We still have the construction of an imagined community united in the simultaneity of their actions (Benedict Anderson 1983). This is typical of in-person commemorative events. The synchronicity of these actions is particularly interesting in this context, for we often think about how the digital can offer asynchronous engagement, yet there is also a feeling that social media constantly demands our online presence – like television and other broadcast media, it still seems characterised by a sense of liveness.
Asynchronicity draws attention to the discrete and fragmentary, whilst synchronicity highlights continuity and flow. The latter is more characteristic of traditional broadcast media like television. However, this has not disappeared with digital media. In my last blog, I mentioned some two different approaches from digital media theory:
- Mark Hansen who highlights the affect of the digital in terms of continuity of sensation over time – as embodied experience
- Beatrice Fazi who highlights the computational logic of the digital as discrete – turning more to the machinic over the human
I do not want to position myself entirely on one side of this debate or the other (and indeed Fazi does not suggest we forget the former approach altogether). In seems our digital engagements are often a complex entanglement of the two.
We still have the use of physical objects and the coming together of people at this specific time: as the Yom HaShoah website’s banner states ‘Remember Together – We Are One’ despite the fact all participants and viewers were indeed geographically apart for the first time.
But what about the physical significance of site? Pierre Nora (1989) has always been sceptical of the way ‘sites of memory’ take memory from being a personal, embodied experience and turn it into a specific, ritualistic, collective behaviour. His ‘sites of memory’ do not need to be monuments or specific historical places though, they can be media or intangible heritage. Sites of memory then are perhaps better though of as spaces – defined by the things and people who interact within them, rather than fixed places – at which meaning is unchangeable.
Nevertheless, as I note above, for Nora, ‘sites of memory’ are problematic, perhaps we can go forward and think further about how digital media might enable a return to personal, embodied memory, yet without destroying the powerful communal experience of commemorations.
It is interesting how both the foundation stones and the Yom HaShoah examples draw attention to the digital as dependent on remediation, for they both foreground a broadcast logic. Nevertheless, they also use their broadcasts to encourage participation in creative and communal memory practices which involve doing physical things and sharing them via social media: they encourage their viewers to be produsers – both producers and users. They both illustrate how we can be together – in commemorative practices – whilst physically remaining as one.
What can we learn about the opportunities and limitations of coming together for communal rituals with this sudden move to online-only commemoration?
Might it encourage us to rethink our relationships to sites of Holocaust memory?
As the physical structures of historical places of mass violence become more difficult to maintain with age, how might the digital complement their materiality in ways that matter to memory for the future?

*DATA SHOWN*
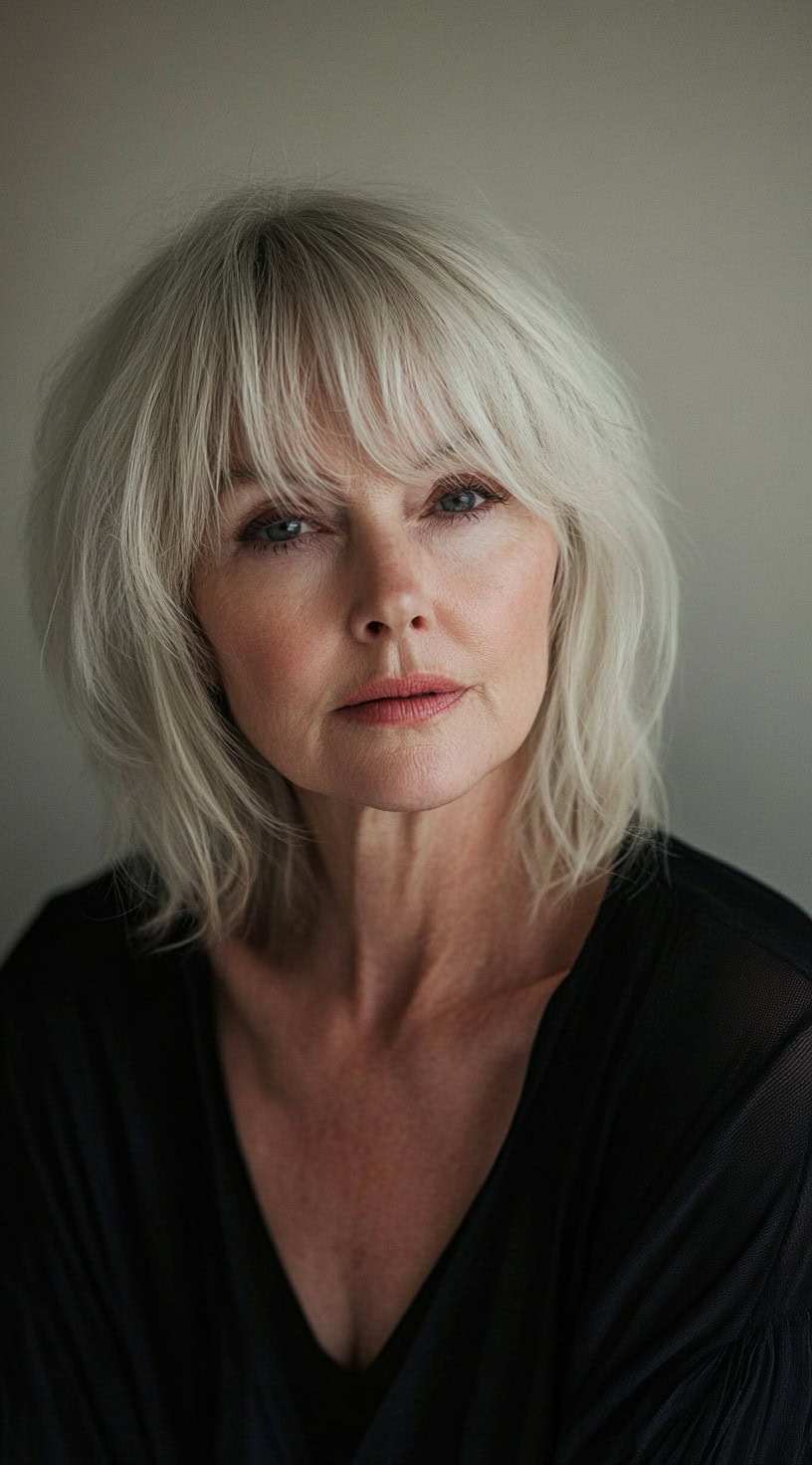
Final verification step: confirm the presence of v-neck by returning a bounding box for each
[186,841,627,1391]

*EXERCISE SET*
(1) In the passage on online Holocaust commemoration, what does the Yom HaShoah website's banner state?
(2) Return, word for word, the part of the passage on online Holocaust commemoration starting at "We still have the use" and ending at "the first time.".

*SOLUTIONS*
(1) 'Remember Together – We Are One'

(2)
We still have the use of physical objects and the coming together of people at this specific time: as the Yom HaShoah website’s banner states ‘Remember Together – We Are One’ despite the fact all participants and viewers were indeed geographically apart for the first time.